#### Objective 1
In the conference recap, why does the writer call Gartner IOCS a favorite conference each year? Answer in one to three sentences.
#### Objective 2
In the conference recap, recast the paragraph that opens with "Gartner defines the functions" as a short list, keeping its main facts.
#### Objective 3
Reproduce word for word the part of the conference recap that begins with the words "Data Engineering Meets" and ends after the words "for operational telemetry data.".

#### Extract

####

Gartner IOCS Conference Recap: Monitoring and Observing Environments with Telemetry Pipelines
12.14.23
Last week, I attended the Gartner IT Infrastructure, Operations & Cloud Strategies Conference (IOCS). Gartner IOCS is my favorite conference every year because of the quality and level of the presentations. Gartner analysts deliver most sessions and put a lot of effort into the presentations and supporting research.
I’d like to highlight two sessions that I found to be very informative. One was “Use Telemetry Pipelines to Efficiently Monitor Your Hybrid Environments” by Gregg Siegfried, VP Analyst at Gartner. The second was “The Future of Observability” by Mrudula Bangera, Director Analyst at Gartner. Here are some highlights:
Use Telemetry Pipelines to Efficiently Monitor Your Hybrid Environments
Gregg Siegfried started by saying the I&O (Infrastructure and Operations) has long had an image problem. Telemetry is treated like wastewater, and we, the plumbers, are left to make sure it's properly dealt with. Yes, there’s an operational aspect to gathering telemetry data in terms of service reliability and application performance. However, business-critical insights are in the data if you “know where to look.”
Data Engineering Meets Telemetry Pipelines
Data engineering is precisely what I&O needs. Happily, there are tools to help. Telemetry Pipelines are the pathway to engineering operational telemetry data. Gregg indicated that data engineering principles must be applied to infrastructure and operational telemetry data.
Telemetry Pipelines Help Data Engineering
Gregg noted that the arrangement of I&O-specific telemetry pipelines mirrors that of the general-purpose data engineering pipeline. However, there is some specific terminology to know for operational telemetry data.
Gartner defines the functions of a telemetry pipeline as Collect, Transform, Enrich, and Route. Collection is straightforward and may involve a vendor agent or other popular interfaces, including syslog, Fluentd, Fluent Bit, Logstash, OTLP, or Splunk forwarders. The Route function sends the data to one or more destinations based on use case. Transform manipulates the data into more efficient forms. You can change the structure and format, turn logs into metrics, rename fields, mask fields, sample, filter, normalize, reduce or any of a wide variety of transformation processes.

####

#### Record list
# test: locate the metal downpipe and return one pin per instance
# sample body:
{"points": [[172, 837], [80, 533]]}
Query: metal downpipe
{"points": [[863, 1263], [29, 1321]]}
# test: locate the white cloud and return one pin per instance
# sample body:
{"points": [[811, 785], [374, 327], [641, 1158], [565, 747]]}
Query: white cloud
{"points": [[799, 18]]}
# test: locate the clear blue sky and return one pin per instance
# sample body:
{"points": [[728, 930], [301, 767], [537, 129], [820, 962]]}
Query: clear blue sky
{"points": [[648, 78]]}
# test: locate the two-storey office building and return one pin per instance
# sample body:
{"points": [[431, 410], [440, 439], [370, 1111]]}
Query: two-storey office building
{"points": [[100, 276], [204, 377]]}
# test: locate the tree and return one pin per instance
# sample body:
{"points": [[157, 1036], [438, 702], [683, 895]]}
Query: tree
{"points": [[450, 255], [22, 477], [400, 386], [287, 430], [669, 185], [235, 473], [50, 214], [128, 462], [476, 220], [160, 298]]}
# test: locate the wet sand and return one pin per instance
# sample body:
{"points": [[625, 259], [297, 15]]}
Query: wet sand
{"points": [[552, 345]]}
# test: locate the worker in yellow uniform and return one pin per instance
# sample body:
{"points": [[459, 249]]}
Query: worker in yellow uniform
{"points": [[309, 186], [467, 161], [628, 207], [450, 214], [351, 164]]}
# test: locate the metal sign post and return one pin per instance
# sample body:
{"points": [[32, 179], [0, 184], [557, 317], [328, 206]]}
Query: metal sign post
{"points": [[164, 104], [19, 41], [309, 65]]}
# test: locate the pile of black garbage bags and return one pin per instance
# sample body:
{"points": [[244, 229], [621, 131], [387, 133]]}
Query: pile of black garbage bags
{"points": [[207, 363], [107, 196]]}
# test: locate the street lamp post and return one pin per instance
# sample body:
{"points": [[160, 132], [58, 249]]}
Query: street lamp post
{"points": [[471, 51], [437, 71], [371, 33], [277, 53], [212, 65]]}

####

#### Response 1
The writer names Gartner IOCS as a yearly favorite because of the quality and level of its presentations. Gartner analysts deliver most of the sessions and put a lot of effort into the presentations and their supporting research.

#### Response 2
Gartner lists four functions of a telemetry pipeline:
- Collect: straightforward gathering of data, possibly through a vendor agent or common interfaces such as syslog, Fluentd, Fluent Bit, Logstash, OTLP, or Splunk forwarders.
- Transform: reshaping data into more efficient forms, such as changing structure and format, turning logs into metrics, renaming or masking fields, sampling, filtering, normalizing, or reducing.
- Enrich: named as one of the functions but not described further in this paragraph.
- Route: sending data to one or more destinations depending on the use case.

#### Response 3
Data Engineering Meets Telemetry Pipelines
Data engineering is precisely what I&O needs. Happily, there are tools to help. Telemetry Pipelines are the pathway to engineering operational telemetry data. Gregg indicated that data engineering principles must be applied to infrastructure and operational telemetry data.
Telemetry Pipelines Help Data Engineering
Gregg noted that the arrangement of I&O-specific telemetry pipelines mirrors that of the general-purpose data engineering pipeline. However, there is some specific terminology to know for operational telemetry data.